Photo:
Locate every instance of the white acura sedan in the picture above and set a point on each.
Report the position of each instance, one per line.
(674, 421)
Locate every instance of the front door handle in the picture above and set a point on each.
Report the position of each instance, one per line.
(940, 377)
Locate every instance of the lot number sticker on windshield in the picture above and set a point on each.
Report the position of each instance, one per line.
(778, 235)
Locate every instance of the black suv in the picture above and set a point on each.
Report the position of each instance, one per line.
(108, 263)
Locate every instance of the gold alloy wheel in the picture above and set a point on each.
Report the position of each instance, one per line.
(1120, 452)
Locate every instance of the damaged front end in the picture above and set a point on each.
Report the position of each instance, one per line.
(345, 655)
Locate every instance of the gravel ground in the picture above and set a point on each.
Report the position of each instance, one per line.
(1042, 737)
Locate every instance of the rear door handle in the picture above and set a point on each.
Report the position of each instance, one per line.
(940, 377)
☆ ☆ ☆ ☆ ☆ ☆ ☆
Rewrite all the rows above with every occurrence of "set a point on each" replaced by "place a marker on each" and everything else left unchanged.

Written answer>
Photo:
Locate every instance of the white acura sedan in the picture above and place a marker on each.
Report the position of each instance, one per line.
(674, 421)
Locate every instance of the front door handle in the picture above and place a marker on each.
Report the position of each instance, one per line.
(940, 377)
Locate every instance of the lot number sticker on windshield in the picture above and place a marker on each.
Report the position of each instance, one per line.
(778, 235)
Locate every instance of the black suv in the picture above and place a marker on each.
Report the position of each instance, one per line.
(108, 263)
Locate every instance of the gold alloy wheel in the picture above and place a marker on each.
Report the position of each instance, one per line.
(1120, 452)
Locate every instance of the damaged front end in the picture above and place a marker on each.
Report the position of each instance, one per line.
(345, 655)
Locate every instance of the gravel ground in the picture above and place a marker on each.
Report the position of each instance, one per line.
(1042, 737)
Locate every instance of the rear door handle in the picture above and place a marker on each.
Report the position of each instance, one per line.
(940, 377)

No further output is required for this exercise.